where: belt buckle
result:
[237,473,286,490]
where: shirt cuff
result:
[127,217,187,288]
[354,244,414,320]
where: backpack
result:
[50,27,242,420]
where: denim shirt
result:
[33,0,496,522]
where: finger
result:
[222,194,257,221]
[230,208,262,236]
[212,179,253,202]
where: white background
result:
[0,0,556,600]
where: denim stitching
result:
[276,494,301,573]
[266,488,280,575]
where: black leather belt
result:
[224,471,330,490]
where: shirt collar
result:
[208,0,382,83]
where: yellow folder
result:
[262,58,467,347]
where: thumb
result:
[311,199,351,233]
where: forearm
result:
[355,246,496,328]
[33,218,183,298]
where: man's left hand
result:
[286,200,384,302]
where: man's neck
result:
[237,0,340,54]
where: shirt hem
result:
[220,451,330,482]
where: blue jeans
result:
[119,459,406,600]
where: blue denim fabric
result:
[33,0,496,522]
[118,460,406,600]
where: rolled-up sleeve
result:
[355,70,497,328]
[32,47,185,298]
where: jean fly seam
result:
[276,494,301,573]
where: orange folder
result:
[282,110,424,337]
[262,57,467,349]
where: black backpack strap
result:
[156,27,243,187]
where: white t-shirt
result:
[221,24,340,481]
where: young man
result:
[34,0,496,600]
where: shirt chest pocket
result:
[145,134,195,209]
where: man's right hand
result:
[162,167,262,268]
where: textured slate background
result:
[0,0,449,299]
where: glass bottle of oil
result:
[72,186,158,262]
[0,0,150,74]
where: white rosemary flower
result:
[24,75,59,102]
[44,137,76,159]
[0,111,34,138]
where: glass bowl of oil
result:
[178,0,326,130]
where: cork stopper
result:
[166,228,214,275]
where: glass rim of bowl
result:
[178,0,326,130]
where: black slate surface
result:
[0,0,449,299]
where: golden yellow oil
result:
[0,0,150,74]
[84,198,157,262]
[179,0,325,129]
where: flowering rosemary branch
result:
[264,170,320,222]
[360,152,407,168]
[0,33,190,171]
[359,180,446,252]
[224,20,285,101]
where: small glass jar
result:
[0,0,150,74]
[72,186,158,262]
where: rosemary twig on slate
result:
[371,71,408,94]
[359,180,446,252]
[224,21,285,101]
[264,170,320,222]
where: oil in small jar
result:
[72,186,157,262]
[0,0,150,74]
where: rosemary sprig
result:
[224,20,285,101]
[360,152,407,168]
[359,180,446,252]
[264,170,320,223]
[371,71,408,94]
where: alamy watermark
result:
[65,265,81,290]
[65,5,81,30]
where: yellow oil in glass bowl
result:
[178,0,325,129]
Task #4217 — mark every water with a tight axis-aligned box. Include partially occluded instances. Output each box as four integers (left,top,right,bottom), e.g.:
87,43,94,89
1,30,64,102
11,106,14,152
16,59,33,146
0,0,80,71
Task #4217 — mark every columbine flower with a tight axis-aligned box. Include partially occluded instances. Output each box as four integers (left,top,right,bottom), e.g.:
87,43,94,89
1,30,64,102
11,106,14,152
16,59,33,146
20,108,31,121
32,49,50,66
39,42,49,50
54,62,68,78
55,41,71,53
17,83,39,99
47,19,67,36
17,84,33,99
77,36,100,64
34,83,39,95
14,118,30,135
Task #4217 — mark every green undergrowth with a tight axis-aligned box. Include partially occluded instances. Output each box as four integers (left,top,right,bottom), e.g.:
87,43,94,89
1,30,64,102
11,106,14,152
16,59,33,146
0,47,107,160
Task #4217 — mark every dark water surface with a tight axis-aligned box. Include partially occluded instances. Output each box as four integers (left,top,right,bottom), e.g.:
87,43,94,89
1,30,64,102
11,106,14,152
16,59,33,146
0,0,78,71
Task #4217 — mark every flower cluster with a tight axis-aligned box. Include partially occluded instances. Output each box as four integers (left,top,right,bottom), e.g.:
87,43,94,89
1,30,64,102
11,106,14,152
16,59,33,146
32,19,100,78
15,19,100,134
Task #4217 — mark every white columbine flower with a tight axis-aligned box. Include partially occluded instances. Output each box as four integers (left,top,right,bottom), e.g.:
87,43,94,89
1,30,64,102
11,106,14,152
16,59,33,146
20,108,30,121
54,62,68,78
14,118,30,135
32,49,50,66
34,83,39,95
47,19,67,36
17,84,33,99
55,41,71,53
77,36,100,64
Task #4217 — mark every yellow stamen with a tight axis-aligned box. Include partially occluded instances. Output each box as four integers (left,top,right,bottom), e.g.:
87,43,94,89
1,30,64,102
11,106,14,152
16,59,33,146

= = = = = = =

**Given task**. List every line in the records that contains the word "slate".

**Written answer**.
where: textured slate background
where: black slate surface
where: rosemary twig on slate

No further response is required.